**Provided passage:**
*****

DNA test confirms Harris Chowdhury’s identity
A DNA test conducted on remains exhumed from a grave in Savar, identified as Mahmudur Rahman, has matched those of the family of BNP leader Abul Harris Chowdhury.
The DNA test report was submitted before the High Court bench of Justice Fahmida Kader and Justice Mubeena Asaf on Wednesday (December 4). Following this, the HC bench allowed the late BNP leader’s family to re-bury his remains in a graveyard of their choice.
Earlier, on September 5, following a writ petition filed by his daughter, Barrister Samira Tanzin, the High Court had ordered a DNA test on the exhumed body to determine the identity of Harris Chowdhury.
In 2021, media reports stated that on September 4 of that year, Harris Chowdhury, former political secretary to former Prime Minister Khaleda Zia and a former BNP leader, was buried under the name 'Mahmudur Rahman' in a madrasa graveyard in Jalalabad, Savar, Dhaka.
Harris Chowdhury’s daughter explained that the recently ousted authoritarian government’s intelligence agencies had staged a drama to question her father’s death.
The media continuously reported on the uncertainty surrounding Haris Chowdhury’s death, which remained unresolved. His daughter filed the writ to ensure no further questions would be raised about her father’s death.
Samira said, “As a daughter, it is deeply painful and distressing to live with doubt about my father’s death. Even now, people ask if he has really passed away! We are being harassed. That is why I turned to the court to put an end to this, and the court has not disappointed us.”

*****

**Dataset content:**
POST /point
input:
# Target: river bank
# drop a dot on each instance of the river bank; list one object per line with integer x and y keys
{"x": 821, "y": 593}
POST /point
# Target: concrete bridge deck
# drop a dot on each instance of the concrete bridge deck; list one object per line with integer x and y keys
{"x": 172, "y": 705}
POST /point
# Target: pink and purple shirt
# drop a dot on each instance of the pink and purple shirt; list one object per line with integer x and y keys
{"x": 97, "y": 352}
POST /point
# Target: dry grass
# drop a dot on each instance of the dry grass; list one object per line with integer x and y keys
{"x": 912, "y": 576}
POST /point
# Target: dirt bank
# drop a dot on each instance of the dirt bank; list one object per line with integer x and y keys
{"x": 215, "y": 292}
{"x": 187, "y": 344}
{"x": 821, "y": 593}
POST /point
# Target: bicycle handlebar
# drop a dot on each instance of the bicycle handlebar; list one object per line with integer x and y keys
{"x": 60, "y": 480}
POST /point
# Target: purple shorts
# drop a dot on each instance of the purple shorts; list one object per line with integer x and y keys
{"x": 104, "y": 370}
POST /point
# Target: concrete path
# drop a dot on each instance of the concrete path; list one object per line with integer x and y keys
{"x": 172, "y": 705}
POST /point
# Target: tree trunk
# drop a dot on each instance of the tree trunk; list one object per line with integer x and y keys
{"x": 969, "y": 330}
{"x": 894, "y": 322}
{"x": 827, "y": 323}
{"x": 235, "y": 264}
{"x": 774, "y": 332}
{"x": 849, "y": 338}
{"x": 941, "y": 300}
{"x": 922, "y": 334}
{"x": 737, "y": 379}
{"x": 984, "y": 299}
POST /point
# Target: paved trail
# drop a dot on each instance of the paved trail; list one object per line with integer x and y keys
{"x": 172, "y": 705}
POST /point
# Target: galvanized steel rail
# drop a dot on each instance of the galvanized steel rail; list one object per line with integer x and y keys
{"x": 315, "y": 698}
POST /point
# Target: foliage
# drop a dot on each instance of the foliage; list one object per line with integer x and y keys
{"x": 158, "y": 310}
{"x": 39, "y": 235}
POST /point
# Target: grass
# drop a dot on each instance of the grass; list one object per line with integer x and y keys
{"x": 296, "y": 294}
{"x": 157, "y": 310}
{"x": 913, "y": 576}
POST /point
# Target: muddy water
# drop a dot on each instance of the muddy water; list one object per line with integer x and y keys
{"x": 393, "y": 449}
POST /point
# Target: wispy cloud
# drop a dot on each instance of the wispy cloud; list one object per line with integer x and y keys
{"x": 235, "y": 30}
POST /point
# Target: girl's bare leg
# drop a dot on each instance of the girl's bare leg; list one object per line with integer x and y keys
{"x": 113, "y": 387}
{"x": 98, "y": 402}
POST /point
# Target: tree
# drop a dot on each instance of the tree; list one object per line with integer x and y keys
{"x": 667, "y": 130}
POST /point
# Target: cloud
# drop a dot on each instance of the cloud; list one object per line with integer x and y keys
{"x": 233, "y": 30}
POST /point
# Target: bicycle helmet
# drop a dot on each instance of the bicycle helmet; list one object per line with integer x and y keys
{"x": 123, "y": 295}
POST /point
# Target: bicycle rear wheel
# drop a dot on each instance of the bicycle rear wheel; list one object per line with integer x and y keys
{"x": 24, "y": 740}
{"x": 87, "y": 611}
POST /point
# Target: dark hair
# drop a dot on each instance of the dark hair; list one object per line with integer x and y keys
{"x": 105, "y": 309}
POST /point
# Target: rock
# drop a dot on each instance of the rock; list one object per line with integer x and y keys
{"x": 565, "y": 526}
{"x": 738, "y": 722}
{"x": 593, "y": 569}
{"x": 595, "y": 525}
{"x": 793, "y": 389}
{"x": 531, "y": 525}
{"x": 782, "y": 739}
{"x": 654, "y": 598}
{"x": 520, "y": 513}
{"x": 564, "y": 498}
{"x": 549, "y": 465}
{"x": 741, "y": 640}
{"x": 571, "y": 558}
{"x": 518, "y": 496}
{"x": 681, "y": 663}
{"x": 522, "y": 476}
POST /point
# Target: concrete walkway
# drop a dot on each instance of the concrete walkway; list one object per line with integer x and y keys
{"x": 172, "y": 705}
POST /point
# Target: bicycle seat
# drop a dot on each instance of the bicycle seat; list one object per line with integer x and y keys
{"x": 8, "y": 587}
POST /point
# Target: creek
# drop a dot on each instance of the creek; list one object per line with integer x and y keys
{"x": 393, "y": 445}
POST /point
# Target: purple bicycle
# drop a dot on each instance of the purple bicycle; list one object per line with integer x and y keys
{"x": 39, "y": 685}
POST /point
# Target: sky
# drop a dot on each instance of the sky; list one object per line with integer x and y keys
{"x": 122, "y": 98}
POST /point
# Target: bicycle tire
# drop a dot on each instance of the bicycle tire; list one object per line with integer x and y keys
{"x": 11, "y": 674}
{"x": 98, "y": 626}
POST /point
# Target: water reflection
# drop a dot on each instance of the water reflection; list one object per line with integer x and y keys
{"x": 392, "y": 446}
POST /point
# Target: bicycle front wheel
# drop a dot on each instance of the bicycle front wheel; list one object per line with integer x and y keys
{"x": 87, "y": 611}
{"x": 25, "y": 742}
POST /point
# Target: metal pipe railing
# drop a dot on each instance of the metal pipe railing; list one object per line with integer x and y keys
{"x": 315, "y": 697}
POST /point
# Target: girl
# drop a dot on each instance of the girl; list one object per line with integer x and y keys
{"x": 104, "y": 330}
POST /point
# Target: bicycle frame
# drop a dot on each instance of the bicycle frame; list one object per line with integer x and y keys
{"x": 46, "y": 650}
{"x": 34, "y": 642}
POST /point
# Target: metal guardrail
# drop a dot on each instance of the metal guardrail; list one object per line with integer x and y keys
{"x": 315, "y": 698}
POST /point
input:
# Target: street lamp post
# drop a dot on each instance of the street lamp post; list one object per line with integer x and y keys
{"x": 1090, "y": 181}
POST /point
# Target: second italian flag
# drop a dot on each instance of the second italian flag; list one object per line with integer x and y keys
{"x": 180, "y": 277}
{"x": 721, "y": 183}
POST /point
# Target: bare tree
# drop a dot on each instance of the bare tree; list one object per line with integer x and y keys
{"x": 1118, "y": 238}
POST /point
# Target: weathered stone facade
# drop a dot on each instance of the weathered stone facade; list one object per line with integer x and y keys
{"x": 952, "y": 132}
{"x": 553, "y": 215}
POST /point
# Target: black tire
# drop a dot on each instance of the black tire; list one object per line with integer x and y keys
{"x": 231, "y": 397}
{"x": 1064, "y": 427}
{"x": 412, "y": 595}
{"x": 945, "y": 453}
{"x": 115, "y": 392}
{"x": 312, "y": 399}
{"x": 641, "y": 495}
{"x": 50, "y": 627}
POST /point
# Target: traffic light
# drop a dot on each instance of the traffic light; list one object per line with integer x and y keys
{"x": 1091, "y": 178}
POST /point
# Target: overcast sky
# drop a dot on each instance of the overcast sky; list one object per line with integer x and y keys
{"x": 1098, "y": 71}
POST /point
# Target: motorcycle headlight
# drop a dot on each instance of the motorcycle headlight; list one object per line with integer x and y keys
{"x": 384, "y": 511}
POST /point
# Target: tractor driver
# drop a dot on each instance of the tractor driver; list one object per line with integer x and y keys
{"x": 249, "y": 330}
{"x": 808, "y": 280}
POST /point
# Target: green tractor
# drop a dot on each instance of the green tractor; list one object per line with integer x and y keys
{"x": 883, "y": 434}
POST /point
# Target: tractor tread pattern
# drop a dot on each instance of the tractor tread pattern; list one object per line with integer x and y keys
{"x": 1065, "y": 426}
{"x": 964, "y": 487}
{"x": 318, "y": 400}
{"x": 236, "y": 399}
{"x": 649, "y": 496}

*****

**Instructions:**
a: In the DNA test article, rewrite the stretch that begins at "Harris Chowdhury’s daughter" and stops after "about her father’s death.", putting "charade" in place of "drama".
b: Please say whether each statement agrees with the DNA test article, answering yes or no and quoting the deciding words: (i) The DNA test report was submitted to the High Court on December 4. (ii) The High Court ordered the DNA test after a writ petition filed by Harris Chowdhury's son. (iii) Harris Chowdhury was buried in a madrasa graveyard in Jalalabad, Savar.
c: Carry the DNA test article forward from its last sentence.

**Solved problems:**
a:
Harris Chowdhury’s daughter explained that the recently ousted authoritarian government’s intelligence agencies had staged a charade to question her father’s death.
The media continuously reported on the uncertainty surrounding Haris Chowdhury’s death, which remained unresolved. His daughter filed the writ to ensure no further questions would be raised about her father’s death.

b:
(i) Yes: "The DNA test report was submitted before the High Court bench of Justice Fahmida Kader and Justice Mubeena Asaf on Wednesday (December 4)."
(ii) No: "following a writ petition filed by his daughter, Barrister Samira Tanzin"
(iii) Yes: "was buried under the name 'Mahmudur Rahman' in a madrasa graveyard in Jalalabad, Savar, Dhaka"

c:
Following the DNA test, the court issued a ruling questioning why a death certificate for Abul Haris Chowdhury should not be issued, why the Interpol Red Notice against him should not be withdrawn, and why he should not be buried with appropriate respect as a war hero in his home district, in accordance with his final wishes.
The Ministry of Home Affairs, Ministry of Local Government, Registrar General (Birth and Death), CID Director, Dhaka District Police Superintendent, and the Officer-in-Charge of Savar Model Police Station have been ordered to respond to the ruling.
In 2007, after the declaration of a state of emergency, Haris Chowdhury, along with his wife, went to his ancestral home in Darpanagar, Kanaighat, Sylhet. After midnight, his personal assistant Atiq informed him that joint forces were raiding the homes of BNP leaders in Dhaka. A few hours later, the joint forces raided Haris’s house, but by then, he had already fled. After hiding for a while in different places in Sylhet, he crossed the Jaintapur border into India on the night of January 29 of that year. He went to his maternal home in Badarpur, Assam, and continued to travel abroad from there.